» Your assignment: All records are to be printed again exactly as they appear.
::::
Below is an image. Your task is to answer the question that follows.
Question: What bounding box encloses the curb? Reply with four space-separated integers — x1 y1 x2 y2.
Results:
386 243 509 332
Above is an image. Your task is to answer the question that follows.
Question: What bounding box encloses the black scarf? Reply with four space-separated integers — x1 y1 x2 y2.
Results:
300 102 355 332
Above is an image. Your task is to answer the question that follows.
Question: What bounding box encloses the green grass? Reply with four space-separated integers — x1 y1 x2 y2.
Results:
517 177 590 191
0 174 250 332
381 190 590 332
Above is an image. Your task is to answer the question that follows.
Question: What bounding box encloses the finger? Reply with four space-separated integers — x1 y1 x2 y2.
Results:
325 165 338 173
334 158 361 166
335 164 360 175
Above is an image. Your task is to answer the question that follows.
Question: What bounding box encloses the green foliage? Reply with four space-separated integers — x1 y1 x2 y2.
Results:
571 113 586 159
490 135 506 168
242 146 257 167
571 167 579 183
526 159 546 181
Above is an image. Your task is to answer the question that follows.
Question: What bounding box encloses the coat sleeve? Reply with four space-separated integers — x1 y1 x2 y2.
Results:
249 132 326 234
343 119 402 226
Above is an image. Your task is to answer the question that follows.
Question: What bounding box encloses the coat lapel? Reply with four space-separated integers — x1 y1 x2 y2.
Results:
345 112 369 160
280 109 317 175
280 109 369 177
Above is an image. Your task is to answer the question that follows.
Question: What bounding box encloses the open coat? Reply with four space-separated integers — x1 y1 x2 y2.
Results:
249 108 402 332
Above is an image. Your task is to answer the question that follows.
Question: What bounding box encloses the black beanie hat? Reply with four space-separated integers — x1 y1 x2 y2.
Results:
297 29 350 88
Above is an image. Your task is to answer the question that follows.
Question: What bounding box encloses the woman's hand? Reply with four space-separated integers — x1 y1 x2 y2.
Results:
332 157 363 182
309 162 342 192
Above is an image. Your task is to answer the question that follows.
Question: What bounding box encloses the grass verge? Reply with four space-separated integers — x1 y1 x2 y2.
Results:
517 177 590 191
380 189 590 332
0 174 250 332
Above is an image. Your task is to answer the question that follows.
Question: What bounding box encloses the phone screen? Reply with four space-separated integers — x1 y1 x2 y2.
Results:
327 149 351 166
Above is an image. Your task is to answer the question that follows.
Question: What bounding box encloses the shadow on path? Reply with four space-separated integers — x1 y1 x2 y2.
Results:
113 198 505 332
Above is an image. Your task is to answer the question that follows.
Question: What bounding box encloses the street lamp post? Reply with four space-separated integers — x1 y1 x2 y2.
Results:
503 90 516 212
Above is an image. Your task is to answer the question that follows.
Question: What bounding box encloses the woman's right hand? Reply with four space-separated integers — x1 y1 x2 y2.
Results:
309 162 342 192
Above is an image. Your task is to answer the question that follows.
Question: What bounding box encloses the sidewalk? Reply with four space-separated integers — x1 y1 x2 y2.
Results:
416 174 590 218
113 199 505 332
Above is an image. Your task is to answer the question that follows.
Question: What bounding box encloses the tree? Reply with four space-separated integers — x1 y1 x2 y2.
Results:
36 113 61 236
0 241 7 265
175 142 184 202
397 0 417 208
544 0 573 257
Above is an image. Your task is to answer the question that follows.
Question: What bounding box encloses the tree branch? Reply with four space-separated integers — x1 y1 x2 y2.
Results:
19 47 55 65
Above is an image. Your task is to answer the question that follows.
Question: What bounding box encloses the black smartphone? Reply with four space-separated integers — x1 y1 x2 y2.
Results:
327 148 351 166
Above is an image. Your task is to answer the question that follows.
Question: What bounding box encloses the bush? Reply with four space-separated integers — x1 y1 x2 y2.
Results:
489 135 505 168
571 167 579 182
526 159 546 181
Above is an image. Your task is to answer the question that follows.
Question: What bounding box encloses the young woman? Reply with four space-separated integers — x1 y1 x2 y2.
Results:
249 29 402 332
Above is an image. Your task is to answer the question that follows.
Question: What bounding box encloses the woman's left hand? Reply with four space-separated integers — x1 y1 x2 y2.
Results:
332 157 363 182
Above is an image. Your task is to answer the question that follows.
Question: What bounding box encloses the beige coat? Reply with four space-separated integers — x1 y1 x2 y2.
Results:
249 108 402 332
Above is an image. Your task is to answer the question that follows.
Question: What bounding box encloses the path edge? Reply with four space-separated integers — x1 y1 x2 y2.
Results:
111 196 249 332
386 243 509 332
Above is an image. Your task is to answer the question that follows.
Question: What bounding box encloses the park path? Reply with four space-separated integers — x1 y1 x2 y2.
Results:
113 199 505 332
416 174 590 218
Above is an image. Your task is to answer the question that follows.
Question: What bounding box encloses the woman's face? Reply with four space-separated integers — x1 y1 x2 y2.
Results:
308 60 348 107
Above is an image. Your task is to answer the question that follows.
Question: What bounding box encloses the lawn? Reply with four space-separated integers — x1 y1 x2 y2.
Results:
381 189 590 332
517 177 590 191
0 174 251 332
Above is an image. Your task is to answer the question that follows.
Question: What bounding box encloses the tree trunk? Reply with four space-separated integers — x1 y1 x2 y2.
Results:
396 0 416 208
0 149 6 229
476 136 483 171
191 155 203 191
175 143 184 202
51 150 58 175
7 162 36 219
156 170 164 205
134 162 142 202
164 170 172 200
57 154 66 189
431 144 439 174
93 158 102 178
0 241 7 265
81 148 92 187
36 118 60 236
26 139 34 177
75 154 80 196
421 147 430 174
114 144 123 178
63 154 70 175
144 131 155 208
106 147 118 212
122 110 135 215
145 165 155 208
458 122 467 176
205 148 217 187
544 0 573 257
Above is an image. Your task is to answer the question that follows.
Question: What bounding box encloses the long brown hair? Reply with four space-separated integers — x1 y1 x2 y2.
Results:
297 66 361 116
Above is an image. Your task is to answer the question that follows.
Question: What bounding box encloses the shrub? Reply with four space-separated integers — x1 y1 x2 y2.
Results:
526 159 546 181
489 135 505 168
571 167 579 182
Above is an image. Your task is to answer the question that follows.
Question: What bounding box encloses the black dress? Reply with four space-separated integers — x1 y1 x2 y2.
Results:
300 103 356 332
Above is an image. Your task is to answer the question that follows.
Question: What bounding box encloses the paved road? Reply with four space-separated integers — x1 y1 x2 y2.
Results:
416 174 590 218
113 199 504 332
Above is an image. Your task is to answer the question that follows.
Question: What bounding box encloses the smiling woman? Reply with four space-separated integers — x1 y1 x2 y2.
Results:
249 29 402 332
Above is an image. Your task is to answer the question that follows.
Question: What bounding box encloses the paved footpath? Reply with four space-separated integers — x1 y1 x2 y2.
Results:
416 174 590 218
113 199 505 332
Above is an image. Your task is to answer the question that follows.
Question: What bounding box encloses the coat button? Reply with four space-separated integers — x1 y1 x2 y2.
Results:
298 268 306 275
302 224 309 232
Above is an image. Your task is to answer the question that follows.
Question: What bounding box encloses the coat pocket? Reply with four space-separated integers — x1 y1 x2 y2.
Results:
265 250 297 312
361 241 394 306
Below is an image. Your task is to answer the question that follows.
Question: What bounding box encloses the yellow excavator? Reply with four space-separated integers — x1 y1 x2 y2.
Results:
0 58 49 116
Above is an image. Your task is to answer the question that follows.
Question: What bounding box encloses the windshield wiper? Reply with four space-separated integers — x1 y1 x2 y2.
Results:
::::
» Output for this exercise:
Below is an image. Your task is to answer the question that follows.
Question: What bounding box encloses the curb? Reply with four space-separated integers — x1 y1 x2 y2.
Results:
386 243 509 332
Above is an image. Your task is to answer the question that follows.
Question: What bounding box encloses the black scarf? Reply with four space-separated integers — x1 y1 x2 y2.
Results:
300 102 355 332
Above is an image. Your task is to answer the question that follows.
Question: What bounding box encloses the green grass? Reply with four space-separated integers — x1 y1 x2 y2.
Results:
517 177 590 191
0 174 250 332
381 190 590 332
Above is an image. Your task is to answer the question that follows.
Question: What bounding box encloses the finger? Reply with four space-separated integers — x1 y1 x2 y2.
Results:
325 165 338 173
334 158 361 166
335 164 360 175
Above is an image. Your task is to answer the question that follows.
Question: What bounding box encloses the green foliage? Reply with four space-separated integers — x1 y1 x2 y2.
Results:
571 113 586 159
490 135 506 168
242 146 257 167
571 167 579 183
526 159 546 181
Above is an image. Your task is to answer the question that follows.
Question: What bounding box encloses the coat sleeve? Reply with four space-separated integers — x1 y1 x2 y2.
Results:
249 132 326 234
343 119 402 226
Above is an image. Your task is to answer the question that follows.
Question: What bounding box encloses the coat lapel? Reply with four space-separated integers — x1 y1 x2 y2.
Results:
345 112 369 160
280 109 317 175
280 109 369 177
Above is an image. Your task is to answer the question that follows.
Question: What bounding box encloses the open coat? Reply with four space-separated integers — x1 y1 x2 y2.
Results:
249 108 402 332
Above is an image. Your task is to answer the question that follows.
Question: What bounding box encloses the black beanie hat? Reply with four space-separated integers — x1 y1 x2 y2.
Results:
297 29 350 88
Above is an image. Your task is to answer the question that follows.
Question: What bounding box encloses the woman's hand? Reply with four space-separated integers — x1 y1 x2 y2.
Results:
332 157 363 182
309 162 342 192
Above is an image. Your task is to answer the question that follows.
Question: What bounding box encloses the grass verge? Reply with four space-separated integers — x1 y1 x2 y2.
Results:
517 177 590 191
380 189 590 332
0 174 250 332
Above is an image. Your task is to answer the question that follows.
Question: What bounding box encloses the phone screen? Reply with four space-separated integers — x1 y1 x2 y2.
Results:
327 149 351 166
Above is an image. Your task is to answer the question that follows.
Question: What bounding box encloses the shadow on path? Reply with four space-separated integers — x1 y1 x2 y2.
Results:
113 198 505 332
Above is an image. Your task is to answer the question that follows.
Question: What bounding box encloses the street lamp post? Reply with four space-separated integers — x1 y1 x2 y2.
Results:
503 90 516 212
Above is an image. Your task is to answer the question that follows.
Question: What bounding box encloses the woman's right hand? Reply with four space-separated integers — x1 y1 x2 y2.
Results:
309 162 342 192
Above is an image. Your task is to answer the question that follows.
Question: What bounding box encloses the sidewalk? Reply with four space-separated integers — x1 y1 x2 y2.
Results:
416 174 590 218
113 199 505 332
Above is an image. Your task is to answer the question that follows.
Question: What bounding box encloses the tree? Reply with four space-separated integers — x1 y1 x2 y2.
Results:
36 113 61 236
0 241 7 265
175 142 184 202
397 0 417 208
544 0 573 257
Above is an image. Your task is to answer the question that follows.
Question: What bounding box encloses the tree branch? Reply with four space-separated integers — x1 y1 x2 y2.
Results:
19 47 55 65
Above is an image. Your task is to answer the question that follows.
Question: What bounding box encloses the black smartphone? Reply with four space-separated integers — x1 y1 x2 y2.
Results:
327 148 351 166
Above is an image. Your task is to answer the question that follows.
Question: What bounding box encloses the bush? Reply with four space-separated integers — x1 y1 x2 y2.
Results:
489 135 505 168
571 167 579 182
526 159 546 181
Above is an image. Your task is to answer the question that follows.
Question: What bounding box encloses the young woman? Reply with four space-separated integers — x1 y1 x2 y2.
Results:
249 29 402 332
Above is an image. Your task is to answer the question that follows.
Question: What bounding box encloses the woman's left hand? Reply with four space-separated integers — x1 y1 x2 y2.
Results:
332 157 363 182
Above is an image. Your task is to answer the question that follows.
Question: What bounding box encloses the beige coat? Reply with four space-separated integers — x1 y1 x2 y2.
Results:
249 108 402 332
Above is an image. Your task is to answer the question that follows.
Question: What bounding box encloses the path edge? Reply with four space-separated integers — x1 y1 x2 y2.
Results:
111 196 249 332
386 243 509 332
Above is an image. Your task is to answer the question that follows.
Question: What bounding box encloses the park path? Reply with four space-separated integers — x1 y1 x2 y2.
Results:
113 199 505 332
416 174 590 218
Above is an image. Your task is to answer the question that follows.
Question: What bounding box encloses the woman's face? Reply with four space-separated integers — x1 y1 x2 y2.
Results:
308 60 348 107
Above is an image. Your task is to answer the question that follows.
Question: What bounding box encloses the lawn? Reply with four space-separated integers — x1 y1 x2 y2.
Results:
381 189 590 332
517 177 590 191
0 174 251 332
Above is an image. Your task is to answer the question that follows.
Question: What bounding box encloses the tree trunk? Reply with four space-separated integers — x1 y1 x2 y2.
Results:
396 0 416 208
0 149 6 229
476 136 483 171
191 155 203 191
175 143 184 202
51 150 58 175
7 162 36 219
156 170 164 205
134 162 142 202
164 170 172 200
57 154 66 189
431 144 439 174
93 158 102 178
0 241 7 265
81 148 92 187
36 118 60 236
26 139 34 177
75 154 80 196
421 147 430 174
114 144 123 178
63 154 70 175
144 131 155 208
106 147 118 212
122 110 135 215
145 165 155 208
458 122 467 176
205 148 217 187
544 0 573 257
Above is an image. Your task is to answer the question that follows.
Question: What bounding box encloses the long brown hair? Reply with four space-separated integers — x1 y1 x2 y2.
Results:
297 66 361 116
Above is an image. Your task is to answer the question that follows.
Question: What bounding box encloses the shrub? Reply with four space-separated integers — x1 y1 x2 y2.
Results:
526 159 546 181
489 135 505 168
571 167 579 182
Above is an image. Your task is to answer the question that follows.
Question: What bounding box encloses the black dress? Reply with four space-separated integers — x1 y1 x2 y2.
Results:
300 103 356 332
Above is an image. Your task is to answer the question that follows.
Question: What bounding box encloses the paved road? Reply with four space-separated integers — x1 y1 x2 y2.
Results:
416 174 590 218
113 199 504 332
Above is an image. Your task is to answer the question that follows.
Question: What bounding box encloses the smiling woman? Reply with four space-separated integers — x1 y1 x2 y2.
Results:
249 29 402 332
Above is an image. Your task is to answer the question that follows.
Question: What bounding box encloses the paved footpath? Reply with four space-separated integers — x1 y1 x2 y2.
Results:
416 174 590 218
113 199 505 332
Above is an image. Your task is to answer the question that follows.
Question: What bounding box encloses the coat button? Reply with four space-separated integers — x1 y1 x2 y2.
Results:
298 268 306 275
302 224 309 232
Above is an image. Your task is to answer the question that follows.
Question: What bounding box encloses the coat pocket? Reply with four space-separated integers — x1 y1 x2 y2.
Results:
265 250 297 312
361 241 394 306
Below is an image. Your task is to answer the question that follows.
Question: What bounding box encloses the yellow excavator? Reply with four space-separated integers — x1 y1 x2 y2.
Results:
0 58 49 116
Above is an image. Your task is to answer the question that follows.
Question: What bounding box encloses the windshield wiper? Reply with four space-separated integers — x1 y1 x2 y2.
Results:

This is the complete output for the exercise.